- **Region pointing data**
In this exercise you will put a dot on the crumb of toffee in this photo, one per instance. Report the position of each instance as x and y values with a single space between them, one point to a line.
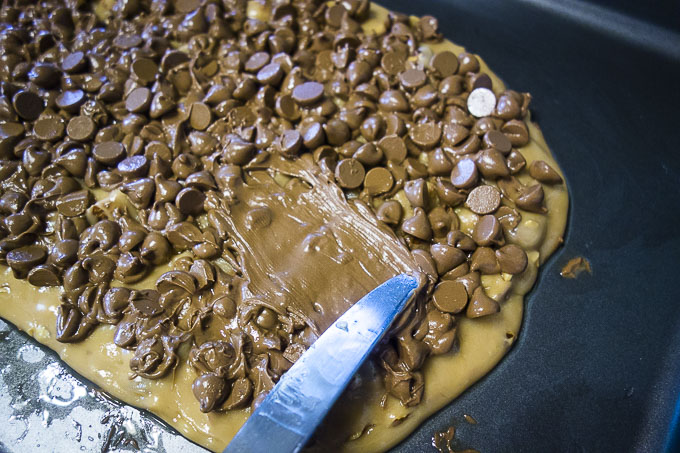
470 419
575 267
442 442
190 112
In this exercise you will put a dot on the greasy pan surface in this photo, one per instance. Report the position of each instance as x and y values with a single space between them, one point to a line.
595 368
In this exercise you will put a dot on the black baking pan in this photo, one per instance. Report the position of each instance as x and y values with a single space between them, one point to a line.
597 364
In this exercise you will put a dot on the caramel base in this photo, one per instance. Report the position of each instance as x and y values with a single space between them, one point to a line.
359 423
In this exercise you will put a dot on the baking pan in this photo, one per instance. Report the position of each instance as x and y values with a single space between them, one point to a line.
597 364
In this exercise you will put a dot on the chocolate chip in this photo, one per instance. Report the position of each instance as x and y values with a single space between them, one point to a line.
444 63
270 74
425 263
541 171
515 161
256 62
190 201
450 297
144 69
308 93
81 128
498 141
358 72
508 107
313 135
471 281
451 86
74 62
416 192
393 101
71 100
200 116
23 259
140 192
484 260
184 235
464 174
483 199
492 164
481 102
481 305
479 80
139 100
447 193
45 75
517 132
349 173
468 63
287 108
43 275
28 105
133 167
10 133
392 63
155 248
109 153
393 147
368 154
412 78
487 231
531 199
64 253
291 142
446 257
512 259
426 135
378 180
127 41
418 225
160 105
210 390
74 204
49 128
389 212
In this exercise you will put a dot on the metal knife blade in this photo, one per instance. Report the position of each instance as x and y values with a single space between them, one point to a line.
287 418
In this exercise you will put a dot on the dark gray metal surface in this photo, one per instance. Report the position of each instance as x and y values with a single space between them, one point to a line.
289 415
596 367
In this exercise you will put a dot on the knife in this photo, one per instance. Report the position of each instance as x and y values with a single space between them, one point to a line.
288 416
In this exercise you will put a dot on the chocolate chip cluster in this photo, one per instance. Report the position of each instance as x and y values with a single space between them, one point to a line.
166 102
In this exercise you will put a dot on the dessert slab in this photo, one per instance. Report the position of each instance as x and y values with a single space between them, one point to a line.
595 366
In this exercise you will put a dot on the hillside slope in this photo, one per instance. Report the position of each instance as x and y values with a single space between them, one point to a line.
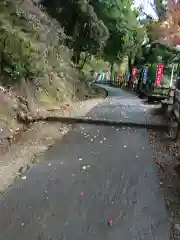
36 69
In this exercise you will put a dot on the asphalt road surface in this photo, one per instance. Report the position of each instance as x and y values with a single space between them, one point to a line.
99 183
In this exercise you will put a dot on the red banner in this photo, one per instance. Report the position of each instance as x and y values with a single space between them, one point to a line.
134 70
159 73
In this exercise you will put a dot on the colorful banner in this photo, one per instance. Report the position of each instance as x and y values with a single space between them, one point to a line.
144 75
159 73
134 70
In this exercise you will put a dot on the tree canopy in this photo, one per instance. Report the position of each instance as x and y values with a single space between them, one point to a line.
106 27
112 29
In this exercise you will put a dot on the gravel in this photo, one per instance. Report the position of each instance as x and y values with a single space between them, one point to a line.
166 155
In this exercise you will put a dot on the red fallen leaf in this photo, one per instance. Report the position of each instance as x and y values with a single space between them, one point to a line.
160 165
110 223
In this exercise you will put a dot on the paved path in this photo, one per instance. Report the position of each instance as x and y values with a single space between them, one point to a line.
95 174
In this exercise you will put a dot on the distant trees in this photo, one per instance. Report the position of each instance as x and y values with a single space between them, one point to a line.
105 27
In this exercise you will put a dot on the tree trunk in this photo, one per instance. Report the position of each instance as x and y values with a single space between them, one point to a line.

- **WORK TO COMPLETE**
Copy, exactly as written, the lines above, beginning with the one that contains "In this exercise you will put a dot on the paved" and ending with the last.

- **EXERCISE SOLUTION**
In this exercise you will put a dot on the paved path in this photo, one per instance. Report the position of each instance as x and y values with a single space between them, one point to a line.
95 174
In this exercise you will put a dot on the distant trees in this photo, one per instance. Report the position of each instance as x and y values with a single space between them, one point to a line.
105 27
In this exercise you will put a dot on the tree trunk in this photo, one per instance. Report the position of each instance as x and y values with a single space between them, one point to a line.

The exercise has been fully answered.